• Exercise instructions
Please transcribe every record below exactly as written.

• Records shown
____
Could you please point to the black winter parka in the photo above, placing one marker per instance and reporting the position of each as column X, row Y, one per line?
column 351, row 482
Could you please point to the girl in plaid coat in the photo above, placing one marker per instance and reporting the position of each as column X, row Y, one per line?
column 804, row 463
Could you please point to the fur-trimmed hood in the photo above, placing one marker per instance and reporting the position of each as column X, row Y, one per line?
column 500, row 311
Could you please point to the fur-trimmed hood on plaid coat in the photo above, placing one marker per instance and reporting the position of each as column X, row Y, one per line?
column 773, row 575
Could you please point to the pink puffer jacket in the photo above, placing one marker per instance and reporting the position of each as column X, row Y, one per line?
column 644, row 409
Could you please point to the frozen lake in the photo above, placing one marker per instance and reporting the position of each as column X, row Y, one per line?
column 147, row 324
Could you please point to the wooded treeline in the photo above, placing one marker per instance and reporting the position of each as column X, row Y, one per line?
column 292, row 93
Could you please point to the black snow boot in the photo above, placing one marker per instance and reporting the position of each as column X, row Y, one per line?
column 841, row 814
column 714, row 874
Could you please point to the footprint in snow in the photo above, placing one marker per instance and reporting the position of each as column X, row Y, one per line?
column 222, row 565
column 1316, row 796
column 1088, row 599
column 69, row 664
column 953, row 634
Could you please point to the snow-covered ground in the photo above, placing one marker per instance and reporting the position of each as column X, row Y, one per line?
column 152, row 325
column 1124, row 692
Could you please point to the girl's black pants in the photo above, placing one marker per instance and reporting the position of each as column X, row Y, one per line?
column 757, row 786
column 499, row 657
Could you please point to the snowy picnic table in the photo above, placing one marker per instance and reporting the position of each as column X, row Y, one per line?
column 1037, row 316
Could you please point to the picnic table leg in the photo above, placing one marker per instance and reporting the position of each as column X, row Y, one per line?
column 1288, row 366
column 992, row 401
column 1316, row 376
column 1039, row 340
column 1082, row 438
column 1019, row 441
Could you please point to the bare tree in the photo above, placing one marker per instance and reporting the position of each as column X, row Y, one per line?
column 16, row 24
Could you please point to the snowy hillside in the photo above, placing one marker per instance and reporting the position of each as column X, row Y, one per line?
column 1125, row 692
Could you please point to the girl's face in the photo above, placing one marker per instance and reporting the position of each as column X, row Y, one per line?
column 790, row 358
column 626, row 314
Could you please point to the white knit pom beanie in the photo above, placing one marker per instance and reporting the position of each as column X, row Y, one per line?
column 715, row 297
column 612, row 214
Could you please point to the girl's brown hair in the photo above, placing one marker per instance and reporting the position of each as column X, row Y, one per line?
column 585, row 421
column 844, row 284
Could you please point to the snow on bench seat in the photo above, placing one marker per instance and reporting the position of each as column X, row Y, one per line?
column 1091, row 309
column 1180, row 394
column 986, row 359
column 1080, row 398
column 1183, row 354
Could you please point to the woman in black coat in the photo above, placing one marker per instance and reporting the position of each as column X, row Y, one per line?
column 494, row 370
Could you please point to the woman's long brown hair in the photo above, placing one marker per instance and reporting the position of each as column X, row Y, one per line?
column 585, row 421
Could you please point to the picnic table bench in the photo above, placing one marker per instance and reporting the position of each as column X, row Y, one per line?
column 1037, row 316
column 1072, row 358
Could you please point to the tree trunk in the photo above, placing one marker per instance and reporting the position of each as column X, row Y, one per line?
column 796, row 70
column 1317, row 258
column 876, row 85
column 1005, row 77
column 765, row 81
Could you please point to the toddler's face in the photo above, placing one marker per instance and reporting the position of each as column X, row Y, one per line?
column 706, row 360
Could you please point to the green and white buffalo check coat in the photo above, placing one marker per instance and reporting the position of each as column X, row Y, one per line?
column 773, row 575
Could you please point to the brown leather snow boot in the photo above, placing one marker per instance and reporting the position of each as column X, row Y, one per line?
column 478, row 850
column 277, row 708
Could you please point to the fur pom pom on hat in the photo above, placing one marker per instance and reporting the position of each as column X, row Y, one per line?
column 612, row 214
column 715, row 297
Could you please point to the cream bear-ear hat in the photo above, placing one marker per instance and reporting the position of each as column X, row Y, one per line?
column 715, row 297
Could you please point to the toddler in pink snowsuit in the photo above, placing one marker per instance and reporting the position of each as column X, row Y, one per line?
____
• Output
Could you please point to the black winter parka in the photo above, placing one marker per instance and reporting the position of each as column X, row Y, one per line?
column 351, row 482
Could you please point to the girl in plaid coat in the photo above, placing one marker per instance and reporting the position of each as column X, row Y, one per line?
column 804, row 463
Could you please point to the fur-trimmed hood in the photo above, placing one marker per instance and reporting the position of each as column X, row Y, one per line?
column 500, row 311
Could you please point to the fur-trimmed hood on plaid coat in the photo above, placing one marker per instance and reporting the position of each as column X, row Y, one per line?
column 773, row 575
Could you please point to the pink puffer jacket in the photo above, placing one marker per instance and reporting the position of each as column X, row Y, one per line?
column 644, row 409
Could you please point to the frozen lake in the photo above, placing one marker per instance and reporting the position of each as column X, row Y, one per line?
column 147, row 324
Could you please point to the wooded treeline in the photo above, placing one marker per instance and reporting the position of each as column X, row Y, one per line?
column 292, row 93
Could you please point to the black snow boot in the photo above, placing one marker per instance and reporting the position of each as column X, row Y, one per line?
column 841, row 814
column 714, row 874
Could you please point to the footprint in snow in the photo above, placing one marker per instance and reporting the position of each as column X, row Y, one per line?
column 222, row 565
column 1316, row 796
column 1088, row 599
column 69, row 664
column 953, row 634
Could you please point to the snow-covered ground in the photo above, placing one marker per instance and reporting the position of each as column X, row Y, one per line?
column 152, row 325
column 1124, row 692
Could you please point to the girl's black pants in the photo above, placing one marker per instance and reporting the position of each as column X, row Y, one per line?
column 757, row 786
column 499, row 657
Could you please point to the snowy picnic table in the photo above, placing one marker per instance and reporting the position of each as column X, row Y, one per line?
column 1037, row 316
Could you please point to the picnic table leg in the photo above, placing one marker per instance and reporting the position of each as column X, row Y, one per line?
column 1288, row 366
column 992, row 401
column 1316, row 376
column 1039, row 340
column 1082, row 438
column 1019, row 441
Could you please point to the bare tree in the photo above, placing one marker per instance and reporting the position of each as column X, row Y, one per line?
column 16, row 24
Could you please point to the snowy hillside in the photo above, placing one marker per instance and reporting the position of each as column X, row Y, one per line?
column 1125, row 692
Could you please point to the girl's face in the photo above, placing one marker per instance and reporting the position of each as column X, row Y, one per line?
column 790, row 358
column 626, row 314
Could you please point to the white knit pom beanie in the photo above, placing one marker per instance and reporting the position of each as column X, row Y, one per line?
column 715, row 297
column 612, row 214
Could you please point to the girl's brown hair in the photo above, placing one marker per instance and reporting the position of each as column X, row Y, one per line?
column 585, row 421
column 844, row 284
Could you please point to the snow on bench seat in the photo above, placing one marker per instance and reporting the position of each as column X, row Y, one per line?
column 1091, row 309
column 1180, row 394
column 986, row 359
column 1080, row 398
column 1183, row 354
Could you please point to the woman in black coat in the photo above, placing one marker per instance and reporting the position of each as column X, row Y, one per line?
column 494, row 370
Could you please point to the woman's long brown hair in the photo above, placing one marker per instance and reporting the position of each as column X, row Y, one per line?
column 585, row 421
Could you please point to the picnic table bench in the photo above, placing one marker per instance and reporting the position of each as column X, row Y, one per line?
column 1037, row 316
column 1072, row 358
Could you please point to the tree trunk in the photo above, placing one marker per instance and reporting the position of each as column X, row Y, one per line?
column 796, row 70
column 1317, row 258
column 876, row 85
column 1005, row 77
column 765, row 81
Could you please point to the toddler's face in the photo above, placing one marker per instance and reporting the position of each as column X, row Y, one per line?
column 706, row 360
Could you please point to the green and white buffalo check coat in the photo above, placing one marker per instance and reporting the position of each as column X, row Y, one per line?
column 773, row 575
Could you please point to the brown leather snow boot in the photo above, placing one marker per instance and reporting the position of each as column X, row Y, one per line?
column 478, row 850
column 277, row 708
Could you please point to the fur pom pom on hat in the photo above, placing one marker per instance and reporting the position of each as column X, row Y, one per line?
column 612, row 214
column 715, row 297
Could you please point to the cream bear-ear hat in the photo above, placing one marker per instance and reporting the position of each as column X, row Y, one per line?
column 715, row 297
Could you please point to the toddler in pink snowsuit in the photo above, placing one marker per instance and reporting the position of each as column X, row Y, one per line?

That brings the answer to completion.